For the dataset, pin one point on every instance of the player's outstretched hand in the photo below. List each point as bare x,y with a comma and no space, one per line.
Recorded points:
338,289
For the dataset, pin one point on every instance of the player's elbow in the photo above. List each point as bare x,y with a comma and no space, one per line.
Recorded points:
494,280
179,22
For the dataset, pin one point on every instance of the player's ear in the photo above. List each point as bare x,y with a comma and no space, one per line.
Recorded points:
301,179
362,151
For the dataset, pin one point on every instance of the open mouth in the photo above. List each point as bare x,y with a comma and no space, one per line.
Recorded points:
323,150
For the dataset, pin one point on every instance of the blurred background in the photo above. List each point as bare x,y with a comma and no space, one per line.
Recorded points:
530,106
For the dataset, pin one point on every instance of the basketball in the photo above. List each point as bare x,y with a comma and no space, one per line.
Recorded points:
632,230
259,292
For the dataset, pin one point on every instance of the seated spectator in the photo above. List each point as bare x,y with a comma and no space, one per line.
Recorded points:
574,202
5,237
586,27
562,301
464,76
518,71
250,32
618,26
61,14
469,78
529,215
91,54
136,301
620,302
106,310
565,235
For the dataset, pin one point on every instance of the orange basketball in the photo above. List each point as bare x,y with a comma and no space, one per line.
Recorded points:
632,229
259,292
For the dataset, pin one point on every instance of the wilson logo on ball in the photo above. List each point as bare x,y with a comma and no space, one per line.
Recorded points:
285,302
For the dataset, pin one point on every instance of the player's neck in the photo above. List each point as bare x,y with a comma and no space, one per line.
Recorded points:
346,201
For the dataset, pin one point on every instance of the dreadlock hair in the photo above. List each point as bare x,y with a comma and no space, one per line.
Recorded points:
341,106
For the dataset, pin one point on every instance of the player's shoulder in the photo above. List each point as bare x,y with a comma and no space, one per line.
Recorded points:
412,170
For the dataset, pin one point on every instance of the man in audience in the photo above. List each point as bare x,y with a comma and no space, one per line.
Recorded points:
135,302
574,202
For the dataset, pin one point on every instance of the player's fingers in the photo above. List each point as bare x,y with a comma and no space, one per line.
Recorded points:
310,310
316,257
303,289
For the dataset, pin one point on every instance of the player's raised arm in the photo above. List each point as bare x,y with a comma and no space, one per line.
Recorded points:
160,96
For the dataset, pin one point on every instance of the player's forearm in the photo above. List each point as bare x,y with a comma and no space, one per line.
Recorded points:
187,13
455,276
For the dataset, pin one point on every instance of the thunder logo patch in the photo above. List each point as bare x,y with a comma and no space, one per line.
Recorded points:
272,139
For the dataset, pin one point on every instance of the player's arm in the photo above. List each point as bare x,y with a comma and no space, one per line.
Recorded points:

● Task details:
All of the data above should be written out again word for word.

● Exercise response:
For the dataset, pin one point on every instance of the player's outstretched hand in the photo below. List each point as bare x,y with a comma and no space, one per line.
Recorded points:
338,289
For the dataset, pin one point on every instance of the player's elbow in the photo above. List each point as bare x,y with a comma and no space, one per line.
Recorded points:
494,280
179,22
For the dataset, pin one point on every instance of the player's ear in the photo above. List each point as bare x,y with a comma and no space, one per line.
Recorded points:
301,179
362,151
For the dataset, pin one point on every instance of the open mouth in the photo above. List each point as bare x,y with a comma and no space, one per line.
Recorded points:
323,150
For the dataset, pin one point on every instance of the blurred background in the photo above. List each point as bare x,y with a comma and no space, one per line.
Recorded points:
530,106
For the dataset, pin one point on every instance of the basketball in the photo above. List each point as bare x,y with a comma and no space, one per line.
Recorded points:
632,230
259,292
For the dataset, pin one point on every instance of the seated spectator in the photo above. List each point as bare x,y with a comma and no space, one per line.
Recorded points:
574,202
5,237
586,27
562,301
464,76
518,71
250,32
618,26
61,14
469,78
529,215
91,54
136,301
620,302
106,310
565,235
For the dataset, pin one point on every instance of the orange basketball in the photo above. List each point as bare x,y with a comma and no space, one per line.
Recorded points:
632,229
259,292
For the dataset, pin one point on every instance of the wilson logo on ball in the photo above. List each point as bare x,y with a comma and no space, one per line.
Recorded points:
285,302
For the dataset, pin one point on every instance of the player's neck in the photo above. List each point as bare x,y with a comma and no space, one per line.
Recorded points:
346,201
For the dataset, pin one point on every instance of the dreadlock hair in the photo above. List each point as bare x,y with a comma and no space, one per line.
Recorded points:
341,106
For the dataset, pin one point on every instance of the player's shoulder in the photo above. List each point as bare x,y with a comma and no space, one per line.
Recorded points:
412,170
For the dataset, pin one point on every instance of the man in audience in the photo above. List each point as bare x,y with a comma and no space, one per line.
Recorded points:
135,302
574,202
For the dataset, pin one point on every instance of the player's fingers in the photo above. List each point as bare x,y with a comma and no space, one per line.
Recorded points:
310,310
316,257
303,289
For the dataset, pin one point on every instance of the player's raised arm in the photo above. List each point as bare x,y with a comma and no space, one per line.
Recorded points:
160,96
For the dataset, pin one point on every instance of the player's forearm in the photo above. List each point as bare x,y with a comma and no space, one per line.
Recorded points:
187,13
455,276
For the dataset, pin one point on every instance of the thunder logo patch in the photo above. List each point as bare x,y with a comma and no space, one per line.
Recorded points:
272,139
For the dataset, pin one point on every instance of the player's arm in the photo above. List each point as bare x,y with a comma and no space, one per line.
Recorded points:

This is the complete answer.